### What you have to do
Write out the records below without any change, beginning at the line that contains "Reviewer note: every instance of the wispy" and stopping after the line that contains "Target: distant cloud bank".

### Data entries

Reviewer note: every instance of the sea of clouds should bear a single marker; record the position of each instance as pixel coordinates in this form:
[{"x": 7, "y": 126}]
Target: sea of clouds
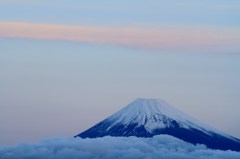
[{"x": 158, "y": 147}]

==

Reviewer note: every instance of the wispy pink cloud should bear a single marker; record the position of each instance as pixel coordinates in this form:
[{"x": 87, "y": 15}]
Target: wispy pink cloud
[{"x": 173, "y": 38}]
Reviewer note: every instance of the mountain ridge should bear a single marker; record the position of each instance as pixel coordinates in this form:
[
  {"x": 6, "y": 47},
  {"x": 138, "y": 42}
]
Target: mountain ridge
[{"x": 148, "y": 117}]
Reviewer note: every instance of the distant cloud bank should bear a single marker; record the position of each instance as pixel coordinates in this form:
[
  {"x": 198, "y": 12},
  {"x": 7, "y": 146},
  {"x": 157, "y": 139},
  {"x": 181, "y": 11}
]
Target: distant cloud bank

### Answer to this problem
Reviewer note: every instance of the wispy pink cloud should bear a single marker; record the position of each instance as pixel coordinates in this form:
[{"x": 87, "y": 15}]
Target: wispy pink cloud
[{"x": 173, "y": 38}]
Reviewer note: every instance of the mountain ridge should bear a single marker; record the position of each instance as pixel coordinates in this form:
[
  {"x": 6, "y": 47},
  {"x": 138, "y": 42}
]
Target: mountain ridge
[{"x": 148, "y": 117}]
Reviewer note: every instance of the distant cloud bank should bear a single marker; record the position of each instance as pixel coordinates in this form:
[
  {"x": 198, "y": 12},
  {"x": 7, "y": 146},
  {"x": 157, "y": 139},
  {"x": 181, "y": 11}
]
Target: distant cloud bank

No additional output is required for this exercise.